**EXCERPT TO READ:**

• • • • •

The gluten in the flour is made stronger by kneading (manipulation), so the less we work the dough, the more likely it is that we will end up with a blue-ribbon crust. This is why most recipes say something like “mix just until a ball forms.”
Decreasing water seems hard at first, because how can we make a pie crust that we can roll out without it being wet enough to be workable? Well, we can use a liquid that doesn’t have as much water in it. America’s Test Kitchen has long been a proponent of the vodka pie crust, and the idea really carries some weight. By using a liquid that has an alcohol volume of ~40%, we create a gluten-forming environment that is only 60% as efficient, but retains all of its workability! The test kitchen uses vodka because of its neutral flavor, but any spirit with a high alcohol and a flavor that matches your pie will work fine. Both the flavor and the potency of the alcohol will burn away during cooking.
Critical Dough Temperatures
Because gluten formation is a chemical reaction, its speed is dependent on temperature. Lower the temp, lower the gluten, and increase the tenderness of your crust.
For our pie this year, we used the recipe from America’s Test Kitchen available on SeriousEats.com, which calls for equal parts water and vodka. For the water, we prepared an ice-bath, assuring the water was as cold as possible without freezing—32°F (0°C), which we verified with our Thermapen®.
For the vodka (of which we didn’t have a bottle on hand) we substituted spiced rum, which we placed in the freezer for several hours before beginning our crust. The alcohol won’t freeze, but we want it as cold as we can get it.
Liquors with an alcohol content of 40% a.b.v. don’t freeze until -17°F (-27°C), which is far colder than home freezers. But after a couple of hours in a standard freezer, our rum was all the way down at 2°F (-17°C) as verified with our Thermapen! This cold alcohol combined with our cold water helped keep our crust soft and tender.
Proper fat distribution makes crust flaky
Flaky crust is made by creating tiny sheets of butter or shortening that are coated in flour.

• • • • •

**DATA EXTRACT:**
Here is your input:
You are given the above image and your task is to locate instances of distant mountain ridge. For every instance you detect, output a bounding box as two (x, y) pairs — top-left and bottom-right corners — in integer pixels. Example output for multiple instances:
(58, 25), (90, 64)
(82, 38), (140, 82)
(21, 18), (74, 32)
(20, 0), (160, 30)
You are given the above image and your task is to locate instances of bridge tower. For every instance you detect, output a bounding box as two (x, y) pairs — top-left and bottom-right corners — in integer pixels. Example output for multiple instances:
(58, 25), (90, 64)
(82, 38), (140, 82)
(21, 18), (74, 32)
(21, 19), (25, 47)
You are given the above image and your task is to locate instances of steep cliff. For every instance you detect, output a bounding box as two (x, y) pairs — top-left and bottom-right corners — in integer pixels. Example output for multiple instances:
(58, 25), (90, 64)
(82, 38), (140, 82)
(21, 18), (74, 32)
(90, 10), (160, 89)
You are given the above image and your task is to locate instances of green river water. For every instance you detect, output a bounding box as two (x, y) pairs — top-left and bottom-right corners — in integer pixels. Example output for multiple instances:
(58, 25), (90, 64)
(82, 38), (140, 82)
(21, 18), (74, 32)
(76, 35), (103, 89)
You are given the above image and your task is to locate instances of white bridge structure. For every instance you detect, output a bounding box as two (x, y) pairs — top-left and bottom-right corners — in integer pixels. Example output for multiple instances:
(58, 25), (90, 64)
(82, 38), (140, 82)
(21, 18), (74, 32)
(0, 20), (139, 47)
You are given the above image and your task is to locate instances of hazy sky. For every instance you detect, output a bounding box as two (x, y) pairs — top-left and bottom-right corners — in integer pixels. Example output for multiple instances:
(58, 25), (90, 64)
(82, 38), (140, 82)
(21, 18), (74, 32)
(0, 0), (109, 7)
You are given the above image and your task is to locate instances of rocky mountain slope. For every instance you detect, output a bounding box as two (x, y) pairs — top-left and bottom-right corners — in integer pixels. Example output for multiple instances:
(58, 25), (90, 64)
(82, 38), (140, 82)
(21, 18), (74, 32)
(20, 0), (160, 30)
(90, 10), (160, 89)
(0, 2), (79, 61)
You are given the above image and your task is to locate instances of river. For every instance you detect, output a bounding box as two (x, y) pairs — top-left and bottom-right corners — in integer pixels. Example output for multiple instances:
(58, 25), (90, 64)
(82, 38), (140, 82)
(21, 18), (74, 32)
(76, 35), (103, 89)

• • • • •

**REQUESTS:**
• 1. Reproduce the pie crust passage from "Liquors with an" to "soft and tender.", switching "rum" to "brandy".
• 2. Pick up the pie crust text where it stops and continue it.

**ANSWERS:**
• 1.
Liquors with an alcohol content of 40% a.b.v. don’t freeze until -17°F (-27°C), which is far colder than home freezers. But after a couple of hours in a standard freezer, our brandy was all the way down at 2°F (-17°C) as verified with our Thermapen! This cold alcohol combined with our cold water helped keep our crust soft and tender.

• 2.
In the oven, sheets of fat, trapped air, and steam from the dough water (and the water in any butter) all help to separate the dough into layers and give it a flaky texture.—Harold McGee, On Food and Cooking, pg 565
By pressing the butter into sheets coated in flour, or by later rolling out pea-sized pebbles of it, you create the lovely pockets of butter that become layers of flakiness in your crust.
In order for the fat to sheet properly, it has to be at the right temperature. This is why you don’t make a flaky crust by using melted butter or oil. Cutting up your butter or shortening into small pieces and then keeping them in the refrigerator until you are ready for them is a great idea (our fridge kept our butter pieces at a Thermapen-measured temp of 37°F (3°C). This is another reason using cold water and vodka can help: you aren’t adding heat to the mix that will soften your butter unnecessarily.
If you want to go the extra mile, you can put your flour in the fridge for a few hours before you begin as well. Lower temps mean less gluten and better butter sheets, so do what you can to get those temperatures down!
Silky Pumpkin Pie Filling
While we won’t completely cover making a pumpkin pie here (we’ve written about it before), let’s go over the secret to having a pie that doesn’t crack and stays silky-smooth: Temperature. (You didn’t see that coming, did you?) Yes, pumpkin pie is, in essence, a pumpkin custard, and like any custard, it requires careful cooking so as to not scald the eggs.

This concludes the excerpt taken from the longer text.